>> Begin Material shown

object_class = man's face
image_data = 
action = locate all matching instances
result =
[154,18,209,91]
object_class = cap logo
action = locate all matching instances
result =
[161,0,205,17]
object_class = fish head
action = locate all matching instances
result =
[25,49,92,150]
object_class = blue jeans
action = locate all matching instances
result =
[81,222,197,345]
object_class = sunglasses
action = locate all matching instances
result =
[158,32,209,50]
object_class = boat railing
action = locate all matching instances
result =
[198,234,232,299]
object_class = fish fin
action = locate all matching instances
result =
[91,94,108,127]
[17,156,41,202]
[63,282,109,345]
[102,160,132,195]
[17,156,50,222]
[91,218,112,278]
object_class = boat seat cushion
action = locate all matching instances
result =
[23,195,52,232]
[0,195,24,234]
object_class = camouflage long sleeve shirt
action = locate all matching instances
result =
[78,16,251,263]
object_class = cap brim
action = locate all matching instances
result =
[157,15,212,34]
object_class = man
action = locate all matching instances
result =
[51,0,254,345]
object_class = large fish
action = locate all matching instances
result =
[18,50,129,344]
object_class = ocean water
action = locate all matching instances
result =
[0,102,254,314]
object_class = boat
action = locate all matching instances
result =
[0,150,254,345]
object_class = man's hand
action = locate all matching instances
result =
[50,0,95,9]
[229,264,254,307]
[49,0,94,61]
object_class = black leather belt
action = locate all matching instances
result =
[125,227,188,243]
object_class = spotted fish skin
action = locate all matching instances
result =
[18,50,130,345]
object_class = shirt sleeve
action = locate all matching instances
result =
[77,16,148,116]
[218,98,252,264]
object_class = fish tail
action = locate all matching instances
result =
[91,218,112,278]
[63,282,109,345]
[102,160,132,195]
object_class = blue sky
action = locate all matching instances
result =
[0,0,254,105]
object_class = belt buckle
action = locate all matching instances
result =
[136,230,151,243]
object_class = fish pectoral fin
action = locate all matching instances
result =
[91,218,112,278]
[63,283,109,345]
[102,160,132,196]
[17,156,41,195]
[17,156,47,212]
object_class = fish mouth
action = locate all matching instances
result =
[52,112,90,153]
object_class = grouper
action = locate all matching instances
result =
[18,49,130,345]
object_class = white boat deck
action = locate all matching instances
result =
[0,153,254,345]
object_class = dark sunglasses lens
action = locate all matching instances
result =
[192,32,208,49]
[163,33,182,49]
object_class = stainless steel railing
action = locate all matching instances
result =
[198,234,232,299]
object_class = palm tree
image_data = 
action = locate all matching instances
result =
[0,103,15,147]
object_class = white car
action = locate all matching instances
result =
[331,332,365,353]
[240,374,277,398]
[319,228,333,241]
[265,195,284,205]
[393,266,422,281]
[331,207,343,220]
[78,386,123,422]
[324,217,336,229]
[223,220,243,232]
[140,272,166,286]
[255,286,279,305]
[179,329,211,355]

>> End Material shown

Set exercise: Can you express every entry above as a two-column CSV with the columns input and output, one row per entry? Put each field in quotes and replace any line breaks with spaces.

Solution for this exercise:
input,output
"object_class = man's face image_data = action = locate all matching instances result =","[154,18,209,91]"
"object_class = cap logo action = locate all matching instances result =","[161,0,205,17]"
"object_class = fish head action = locate all matching instances result =","[25,49,92,150]"
"object_class = blue jeans action = locate all matching instances result =","[81,222,197,345]"
"object_class = sunglasses action = locate all matching instances result =","[158,32,209,50]"
"object_class = boat railing action = locate all matching instances result =","[198,234,232,299]"
"object_class = fish fin action = locate all matching instances result =","[91,94,108,127] [17,156,41,202] [63,282,109,345] [102,160,132,195] [17,156,50,222] [91,218,112,278]"
"object_class = boat seat cushion action = locate all matching instances result =","[23,195,52,232] [0,195,24,234]"
"object_class = camouflage long sleeve shirt action = locate all matching instances result =","[78,16,251,263]"
"object_class = cap brim action = locate all matching instances result =","[157,15,212,34]"
"object_class = man action = locate all matching instances result =","[51,0,254,345]"
"object_class = large fish action = locate all matching instances result =","[18,50,129,344]"
"object_class = ocean water action = locate all matching instances result =","[0,102,254,314]"
"object_class = boat action = locate all matching instances result =","[0,150,254,345]"
"object_class = man's hand action = locate all matching instances result =","[50,0,95,9] [229,264,254,307] [49,0,94,61]"
"object_class = black leather belt action = locate all matching instances result =","[125,227,188,243]"
"object_class = spotted fish skin action = locate all matching instances result =","[18,50,130,345]"
"object_class = shirt sleeve action = locate all matching instances result =","[77,16,148,116] [218,98,252,264]"
"object_class = fish tail action = locate all matching instances result =","[91,218,112,278] [63,282,109,345] [102,160,132,195]"
"object_class = blue sky action = locate all matching instances result =","[0,0,254,105]"
"object_class = belt buckle action = locate all matching instances result =","[136,230,151,243]"
"object_class = fish pectoral fin action = locate all matching instances result =","[91,218,112,278] [63,283,109,345] [102,160,132,196] [17,156,41,195] [17,156,47,212]"
"object_class = fish mouth action = locate all matching instances result =","[52,112,90,153]"
"object_class = grouper action = locate all matching instances result =","[18,49,130,345]"
"object_class = white boat deck action = locate all matching instances result =","[0,153,254,345]"
"object_class = dark sunglasses lens action = locate all matching instances result =","[192,32,208,49] [163,33,182,49]"
"object_class = stainless steel railing action = locate all matching instances result =","[198,234,232,299]"
"object_class = palm tree image_data = action = locate all matching instances result =","[0,103,15,147]"
"object_class = white car action = locate all matching instances result =","[331,332,365,353] [240,374,277,398] [319,228,333,241] [265,195,284,205] [393,266,422,281] [331,207,343,220] [78,386,123,422] [324,217,336,229] [223,220,243,232] [140,272,166,286] [255,286,279,305] [179,329,211,355]"